→ Given exercise 1
Please print the part of the passage on hoax messages that begins at the words "Firstly, the message" and stops after the words "unchecked, bold-faced lie.".
→ Given exercise 2
In the passage on hoax messages, why was the miscreant in London's West End placing needles behind prostitutes' stickers?
→ Given exercise 3
Go on with the passage on hoax messages, starting after its last sentence.

━━━━━ Extract provided

Firstly, the message claims the stamp of authenticity from credible sources, which 99 people out of 100 will simply assume are legitimate.  The recipient fails to bother checking on the grounds that no-one would make such an easily dispelled false claim.  WRONG!  That is the very foundation of all successful confidence tricks!  The simple, unchecked, bold-faced lie.

Secondly, the message goes on to build a superficially plausible lie on the bones of the truth that most people will have heard of.  Taking this needle warning as our example, again, back in 1998, a certain miscreant was placing needles behind prostitute's stickers in the West End of London in the hopes it would scare cleaning staff away from removing them.  Said miscreant was caught, prosecuted, and is now serving a prison sentence.  There have been no other reports of similar incidents since.  Certainly there are no public records of the incident the message claims to be reporting.

In the third instance, at least some of detail of the incident - names, places, dates - are vague.  In this instance the victim is cited as "a person", and the time as "a couple of weeks ago".  Making the date vague gives the message additional longevity - each new (credulous) recipient will treat it as current and topical, whereas if a specific date were mentioned, the currency of the message would eventually expire.  By not identifying the victim, it makes a cursory check of the facts all the more difficult, again aiding the longevity of the hoax.

━━━━━━━━━━
━━━━━ Entries

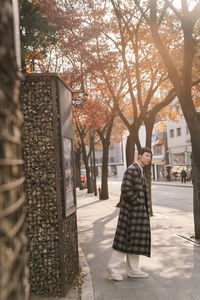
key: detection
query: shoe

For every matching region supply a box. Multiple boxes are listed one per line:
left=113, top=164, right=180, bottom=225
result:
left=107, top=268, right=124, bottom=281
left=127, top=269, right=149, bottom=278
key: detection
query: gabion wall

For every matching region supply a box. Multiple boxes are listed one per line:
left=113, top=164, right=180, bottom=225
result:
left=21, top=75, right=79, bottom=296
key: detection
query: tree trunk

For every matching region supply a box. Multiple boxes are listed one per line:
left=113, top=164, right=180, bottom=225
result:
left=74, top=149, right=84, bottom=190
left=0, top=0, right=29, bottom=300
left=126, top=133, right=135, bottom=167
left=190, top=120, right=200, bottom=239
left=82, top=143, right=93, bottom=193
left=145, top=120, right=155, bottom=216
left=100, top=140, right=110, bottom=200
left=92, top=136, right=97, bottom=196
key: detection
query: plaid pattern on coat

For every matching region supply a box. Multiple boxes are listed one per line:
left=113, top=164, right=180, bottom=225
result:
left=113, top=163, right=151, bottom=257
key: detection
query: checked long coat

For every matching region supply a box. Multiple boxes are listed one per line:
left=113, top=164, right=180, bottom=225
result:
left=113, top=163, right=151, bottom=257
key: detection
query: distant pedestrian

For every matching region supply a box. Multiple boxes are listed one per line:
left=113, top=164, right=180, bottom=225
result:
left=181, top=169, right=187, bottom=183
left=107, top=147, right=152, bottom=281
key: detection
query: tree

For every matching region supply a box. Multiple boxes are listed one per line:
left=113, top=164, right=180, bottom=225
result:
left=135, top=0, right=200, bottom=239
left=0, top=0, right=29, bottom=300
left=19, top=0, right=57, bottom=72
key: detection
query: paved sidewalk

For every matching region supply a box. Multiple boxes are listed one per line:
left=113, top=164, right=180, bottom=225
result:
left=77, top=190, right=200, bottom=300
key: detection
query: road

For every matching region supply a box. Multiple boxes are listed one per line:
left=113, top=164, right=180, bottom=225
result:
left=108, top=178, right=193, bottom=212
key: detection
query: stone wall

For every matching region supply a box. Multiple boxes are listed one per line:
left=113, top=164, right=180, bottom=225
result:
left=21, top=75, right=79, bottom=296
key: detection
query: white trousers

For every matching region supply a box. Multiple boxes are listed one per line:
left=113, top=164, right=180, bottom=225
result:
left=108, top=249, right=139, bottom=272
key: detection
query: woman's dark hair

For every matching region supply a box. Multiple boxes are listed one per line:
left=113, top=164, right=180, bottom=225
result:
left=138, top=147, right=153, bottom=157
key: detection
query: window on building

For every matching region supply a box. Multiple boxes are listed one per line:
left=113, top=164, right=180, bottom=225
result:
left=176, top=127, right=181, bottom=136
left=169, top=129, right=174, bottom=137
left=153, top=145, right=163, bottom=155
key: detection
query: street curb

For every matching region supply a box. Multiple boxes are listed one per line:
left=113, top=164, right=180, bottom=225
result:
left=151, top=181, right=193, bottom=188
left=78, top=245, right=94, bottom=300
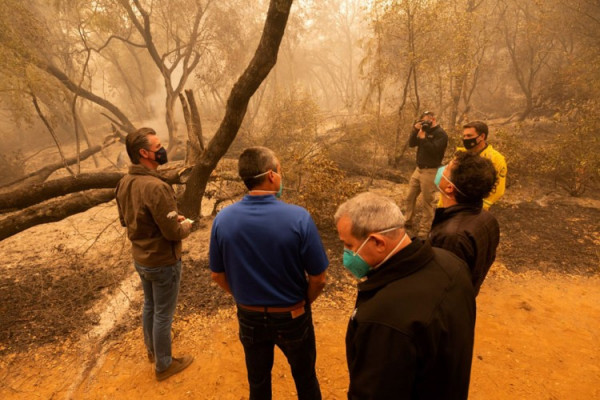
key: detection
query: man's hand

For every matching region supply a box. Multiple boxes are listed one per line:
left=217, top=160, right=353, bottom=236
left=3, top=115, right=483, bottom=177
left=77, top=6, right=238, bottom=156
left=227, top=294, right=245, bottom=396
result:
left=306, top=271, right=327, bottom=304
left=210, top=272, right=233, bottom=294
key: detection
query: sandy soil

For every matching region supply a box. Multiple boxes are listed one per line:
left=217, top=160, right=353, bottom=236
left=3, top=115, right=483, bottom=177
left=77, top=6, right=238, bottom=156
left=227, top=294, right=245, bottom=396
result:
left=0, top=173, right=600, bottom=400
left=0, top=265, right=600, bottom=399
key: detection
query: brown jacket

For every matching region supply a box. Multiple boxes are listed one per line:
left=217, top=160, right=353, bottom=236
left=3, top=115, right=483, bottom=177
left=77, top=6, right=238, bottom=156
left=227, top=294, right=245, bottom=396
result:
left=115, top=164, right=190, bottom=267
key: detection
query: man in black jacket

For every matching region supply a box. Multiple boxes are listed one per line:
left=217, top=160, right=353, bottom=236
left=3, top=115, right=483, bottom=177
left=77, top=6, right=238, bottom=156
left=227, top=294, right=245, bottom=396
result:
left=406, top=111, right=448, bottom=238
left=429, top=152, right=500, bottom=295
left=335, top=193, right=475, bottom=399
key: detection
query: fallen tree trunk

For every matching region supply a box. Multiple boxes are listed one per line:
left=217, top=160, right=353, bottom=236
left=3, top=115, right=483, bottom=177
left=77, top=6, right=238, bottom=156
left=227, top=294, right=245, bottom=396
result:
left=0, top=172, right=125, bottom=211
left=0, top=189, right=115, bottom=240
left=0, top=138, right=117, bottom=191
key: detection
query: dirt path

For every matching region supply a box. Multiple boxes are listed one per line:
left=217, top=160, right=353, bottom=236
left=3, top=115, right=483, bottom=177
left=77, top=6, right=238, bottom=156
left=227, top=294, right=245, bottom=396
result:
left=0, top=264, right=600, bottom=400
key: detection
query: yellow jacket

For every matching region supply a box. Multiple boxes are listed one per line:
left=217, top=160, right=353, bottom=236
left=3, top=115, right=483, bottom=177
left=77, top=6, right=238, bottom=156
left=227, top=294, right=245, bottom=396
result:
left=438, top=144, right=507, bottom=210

━━━━━━━━━━

→ Written answer 1
Firstly, the message claims the stamp of authenticity from credible sources, which 99 people out of 100 will simply assume are legitimate.  The recipient fails to bother checking on the grounds that no-one would make such an easily dispelled false claim.  WRONG!  That is the very foundation of all successful confidence tricks!  The simple, unchecked, bold-faced lie.

→ Written answer 2
He hoped it would scare cleaning staff away from removing the stickers.

→ Written answer 3
Finally - and this is the real killer - it demands in almost hysterical terms that the reader should immediately distribute the warning far and wide for the safety of the recipients' own loved ones.  Just take a moment to think.  Most people who have e-mail check it once, twice, maybe even 3 times a day.  That being the case, and with distribution being so urgent, wouldn't it make more sense for the warning to go out on broadcast media, where it reaches a wider audience, faster?  How come it got to you in an e-mail relayed over several days through countless strangers' hands, without reaching the news first?

Whenever you receive a chain letter, think twice before forwarding it.  Actually, no.  Think a dozen times.  Does it really make sense, or are you just the victim of a time and resource-wasting hoax?  Check out //www.snopes.com for a good authoritative collection of modern urban legends and e-mail hoaxes.  Above all, though, whatever your choice, don't bother forwarding it to me.

What bothers me most is not that people fall victim to these hoaxes (some repeatedly), but that there are deranged people who derive satisfaction from maliciously starting them.  Why?  If I'm a musing madman, then what the heck are they?